'It felt great' for Quintana to make his Mets debut

Veteran lefty takes loss in finale, but completes his long journey back after rib surgery

July 20th, 2023

NEW YORK -- It had been 286 days since José Quintana last pitched in a competitive game, when he worked into the sixth inning in Game 1 of the 2022 National League Wild Card Series against the Phillies as a member of the Cardinals.

It had been 137 days since his last appearance against Major League hitters, when he tossed an inning against St. Louis on March 5, before he suffered a stress fracture in his left rib cage that changed his life.

On Thursday afternoon, Quintana made his return to the Majors after undergoing bone graft surgery to repair the stress fracture and remove a benign lesion that was discovered on his rib. That first pitch, a 90.4 mph fastball that Andrew Benintendi fouled back for strike one, was something Quintana had marked on his calendar for months.

"It felt great out there,” said Quintana, who was the losing pitcher as the Mets were denied a three-game sweep of the White Sox in a 6-2 loss at Citi Field.

“There were really a lot of emotions around me and my debut. I was so excited to make it here at home -- it was great. Every inning, it felt better and better.”

Supplied material:
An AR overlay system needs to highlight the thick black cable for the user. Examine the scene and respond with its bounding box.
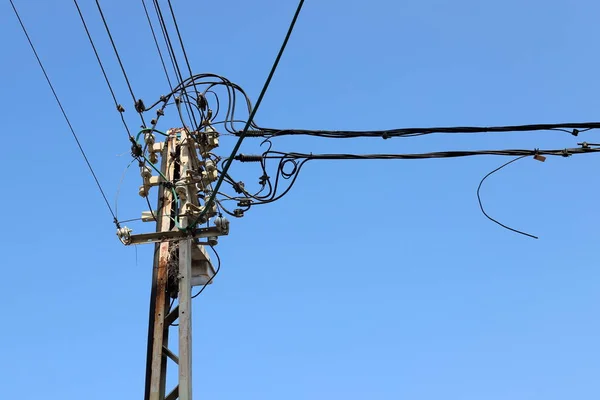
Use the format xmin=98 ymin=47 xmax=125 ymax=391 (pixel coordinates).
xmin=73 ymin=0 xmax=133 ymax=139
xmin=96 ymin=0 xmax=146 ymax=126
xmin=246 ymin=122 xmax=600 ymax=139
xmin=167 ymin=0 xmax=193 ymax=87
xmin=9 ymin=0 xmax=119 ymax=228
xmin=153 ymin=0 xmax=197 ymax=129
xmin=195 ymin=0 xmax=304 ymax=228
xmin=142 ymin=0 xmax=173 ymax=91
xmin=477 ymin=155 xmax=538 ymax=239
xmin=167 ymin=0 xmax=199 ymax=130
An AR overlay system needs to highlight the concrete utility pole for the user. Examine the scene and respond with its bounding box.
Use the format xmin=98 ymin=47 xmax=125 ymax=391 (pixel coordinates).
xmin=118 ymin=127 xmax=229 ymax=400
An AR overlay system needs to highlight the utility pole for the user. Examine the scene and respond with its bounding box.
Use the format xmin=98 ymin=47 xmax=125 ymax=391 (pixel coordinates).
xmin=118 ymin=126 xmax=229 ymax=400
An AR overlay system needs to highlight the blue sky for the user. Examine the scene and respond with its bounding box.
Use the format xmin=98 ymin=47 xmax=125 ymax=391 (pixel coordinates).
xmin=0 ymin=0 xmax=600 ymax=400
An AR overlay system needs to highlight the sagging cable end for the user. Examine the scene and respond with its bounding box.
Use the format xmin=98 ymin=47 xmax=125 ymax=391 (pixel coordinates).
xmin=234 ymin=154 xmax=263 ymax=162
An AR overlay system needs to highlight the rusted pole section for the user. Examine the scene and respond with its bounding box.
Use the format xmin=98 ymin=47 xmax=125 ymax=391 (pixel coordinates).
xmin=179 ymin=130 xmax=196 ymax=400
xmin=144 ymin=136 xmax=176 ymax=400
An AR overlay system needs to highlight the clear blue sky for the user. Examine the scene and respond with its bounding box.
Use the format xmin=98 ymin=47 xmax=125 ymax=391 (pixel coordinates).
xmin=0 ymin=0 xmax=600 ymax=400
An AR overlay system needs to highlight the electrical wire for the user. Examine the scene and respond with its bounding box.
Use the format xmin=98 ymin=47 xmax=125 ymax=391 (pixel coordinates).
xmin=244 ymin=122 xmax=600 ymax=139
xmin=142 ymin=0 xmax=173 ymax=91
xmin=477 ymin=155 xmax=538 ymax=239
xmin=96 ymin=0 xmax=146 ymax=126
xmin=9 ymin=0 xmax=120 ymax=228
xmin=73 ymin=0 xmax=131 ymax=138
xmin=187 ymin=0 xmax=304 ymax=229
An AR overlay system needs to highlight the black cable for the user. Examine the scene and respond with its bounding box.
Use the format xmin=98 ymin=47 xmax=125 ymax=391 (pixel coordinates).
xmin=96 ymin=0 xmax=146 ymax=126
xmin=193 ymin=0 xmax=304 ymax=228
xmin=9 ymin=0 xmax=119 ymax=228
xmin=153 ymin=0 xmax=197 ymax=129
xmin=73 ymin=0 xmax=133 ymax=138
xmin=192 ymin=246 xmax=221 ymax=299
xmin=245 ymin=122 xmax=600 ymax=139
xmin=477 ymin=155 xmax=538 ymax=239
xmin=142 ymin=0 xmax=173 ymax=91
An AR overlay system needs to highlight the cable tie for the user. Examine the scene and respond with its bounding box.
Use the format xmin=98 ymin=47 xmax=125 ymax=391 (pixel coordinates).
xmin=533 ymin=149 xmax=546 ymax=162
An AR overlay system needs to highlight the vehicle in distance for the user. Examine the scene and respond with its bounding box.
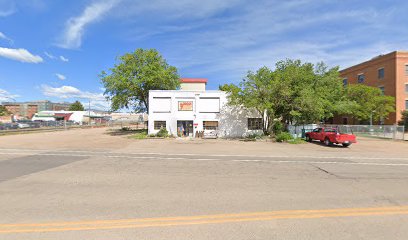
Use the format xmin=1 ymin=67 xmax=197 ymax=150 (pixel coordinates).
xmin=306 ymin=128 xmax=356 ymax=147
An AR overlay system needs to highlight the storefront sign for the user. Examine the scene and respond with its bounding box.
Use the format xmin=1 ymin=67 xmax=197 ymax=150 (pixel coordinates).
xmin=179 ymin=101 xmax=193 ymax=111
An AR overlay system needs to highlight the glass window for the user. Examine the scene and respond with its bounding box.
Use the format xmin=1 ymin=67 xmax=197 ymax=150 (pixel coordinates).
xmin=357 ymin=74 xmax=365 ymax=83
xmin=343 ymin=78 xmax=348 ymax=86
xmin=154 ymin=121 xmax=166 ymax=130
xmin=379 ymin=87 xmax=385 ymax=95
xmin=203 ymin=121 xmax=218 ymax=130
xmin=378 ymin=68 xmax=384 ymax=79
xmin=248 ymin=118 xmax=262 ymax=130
...
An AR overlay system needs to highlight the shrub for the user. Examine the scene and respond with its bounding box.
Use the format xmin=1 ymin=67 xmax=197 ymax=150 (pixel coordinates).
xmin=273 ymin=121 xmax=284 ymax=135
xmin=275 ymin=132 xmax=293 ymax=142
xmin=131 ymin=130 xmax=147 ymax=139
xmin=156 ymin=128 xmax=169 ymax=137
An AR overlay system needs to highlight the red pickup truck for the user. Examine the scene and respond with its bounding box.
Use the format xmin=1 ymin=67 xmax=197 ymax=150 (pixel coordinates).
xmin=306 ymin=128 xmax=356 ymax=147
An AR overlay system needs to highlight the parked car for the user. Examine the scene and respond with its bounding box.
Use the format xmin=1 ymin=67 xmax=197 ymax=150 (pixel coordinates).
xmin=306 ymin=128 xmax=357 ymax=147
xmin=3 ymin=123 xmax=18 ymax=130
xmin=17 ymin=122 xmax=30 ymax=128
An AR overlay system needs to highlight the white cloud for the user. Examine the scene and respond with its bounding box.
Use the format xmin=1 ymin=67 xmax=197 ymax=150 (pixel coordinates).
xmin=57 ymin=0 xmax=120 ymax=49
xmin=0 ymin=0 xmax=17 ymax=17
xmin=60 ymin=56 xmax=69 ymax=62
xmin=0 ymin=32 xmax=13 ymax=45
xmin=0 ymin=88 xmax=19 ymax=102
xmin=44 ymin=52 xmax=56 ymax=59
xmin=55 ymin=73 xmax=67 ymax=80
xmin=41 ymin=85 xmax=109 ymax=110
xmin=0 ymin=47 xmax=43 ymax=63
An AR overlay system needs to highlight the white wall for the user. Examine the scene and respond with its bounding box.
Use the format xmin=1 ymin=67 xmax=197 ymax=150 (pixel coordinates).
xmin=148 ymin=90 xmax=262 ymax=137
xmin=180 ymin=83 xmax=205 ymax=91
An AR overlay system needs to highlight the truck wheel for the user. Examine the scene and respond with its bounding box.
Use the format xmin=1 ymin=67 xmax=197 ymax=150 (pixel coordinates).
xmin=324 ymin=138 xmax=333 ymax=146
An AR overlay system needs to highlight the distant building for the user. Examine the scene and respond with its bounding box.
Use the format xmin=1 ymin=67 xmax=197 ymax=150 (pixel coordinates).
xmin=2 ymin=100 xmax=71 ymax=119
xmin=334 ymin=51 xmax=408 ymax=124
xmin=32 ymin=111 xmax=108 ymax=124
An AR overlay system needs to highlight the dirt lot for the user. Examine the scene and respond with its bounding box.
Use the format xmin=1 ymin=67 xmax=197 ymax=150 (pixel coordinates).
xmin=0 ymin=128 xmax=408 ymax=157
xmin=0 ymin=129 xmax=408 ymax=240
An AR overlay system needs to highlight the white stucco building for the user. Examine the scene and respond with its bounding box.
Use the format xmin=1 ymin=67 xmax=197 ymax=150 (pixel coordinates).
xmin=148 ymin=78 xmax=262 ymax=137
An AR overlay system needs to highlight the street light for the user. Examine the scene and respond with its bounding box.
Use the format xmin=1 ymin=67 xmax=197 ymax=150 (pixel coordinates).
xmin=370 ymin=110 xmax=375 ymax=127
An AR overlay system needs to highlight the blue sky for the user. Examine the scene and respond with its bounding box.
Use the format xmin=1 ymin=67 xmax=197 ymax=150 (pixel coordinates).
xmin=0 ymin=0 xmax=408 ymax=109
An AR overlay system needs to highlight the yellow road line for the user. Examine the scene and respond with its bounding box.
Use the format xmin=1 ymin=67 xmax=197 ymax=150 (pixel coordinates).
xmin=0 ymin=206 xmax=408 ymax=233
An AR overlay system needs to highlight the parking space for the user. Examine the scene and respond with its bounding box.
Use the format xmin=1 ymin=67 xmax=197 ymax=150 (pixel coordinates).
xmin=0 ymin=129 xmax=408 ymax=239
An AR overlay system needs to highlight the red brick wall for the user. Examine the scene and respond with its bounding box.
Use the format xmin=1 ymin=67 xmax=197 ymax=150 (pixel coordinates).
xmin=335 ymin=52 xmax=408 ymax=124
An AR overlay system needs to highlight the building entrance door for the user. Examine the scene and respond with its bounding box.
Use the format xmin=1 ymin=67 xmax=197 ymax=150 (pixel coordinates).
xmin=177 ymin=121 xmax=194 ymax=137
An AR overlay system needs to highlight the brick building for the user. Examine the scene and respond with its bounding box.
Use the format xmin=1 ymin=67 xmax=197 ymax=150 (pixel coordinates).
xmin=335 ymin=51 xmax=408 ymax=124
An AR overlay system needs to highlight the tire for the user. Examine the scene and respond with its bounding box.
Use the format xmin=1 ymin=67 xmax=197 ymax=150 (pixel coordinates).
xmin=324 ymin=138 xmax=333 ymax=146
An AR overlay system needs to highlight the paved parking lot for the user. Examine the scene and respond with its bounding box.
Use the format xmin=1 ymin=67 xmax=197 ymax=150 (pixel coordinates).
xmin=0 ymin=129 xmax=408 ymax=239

Questions to answer:
1 – List every baseball team that the article on Quintana's Mets debut names by its nickname.
2 – Answer these questions from the article on Quintana's Mets debut, one line each:
(a) How many days had passed since Quintana last pitched in a competitive game?
(b) How fast was his first pitch on Thursday?
(c) By what score did the Mets lose?
3 – Extend the article on Quintana's Mets debut past its final paragraph.
The rows play no part in this work.

Per-task outputs:
1 – Phillies, Cardinals, Mets, White Sox

2 –
(a) 286 days
(b) 90.4 mph
(c) 6-2

3 –
Quintana -- who signed a two-year, $26 million contract to be the Mets’ fourth starter behind aces Max Scherzer and Justin Verlander, and All-Star Kodai Senga -- had a varied 2023 debut.

Prior to the series-finale loss, manager Buck Showalter didn’t pile a heap of expectations upon the veteran lefty.

“Hopefully, he’s healthy. You know he’s going to show up and compete,” Showalter said. “He comes with a real reputation of professionalism and competitiveness. … This is the first start in a long time for this guy. I mean, it’s been a long road.”

Quintana tossed five innings, giving up two runs on six hits to go with no walks and three strikeouts.

After retiring Benintendi on a flyout to left field to open the first, Quintana ran into a bit of bad luck and gave up three consecutive hits (two of which had an exit velocity of less than 78 mph, according to Statcast).

With a run in and two runners on, Quintana tightroped out of trouble, finishing off Yasmani Grandal with a curveball in the dirt to end the inning.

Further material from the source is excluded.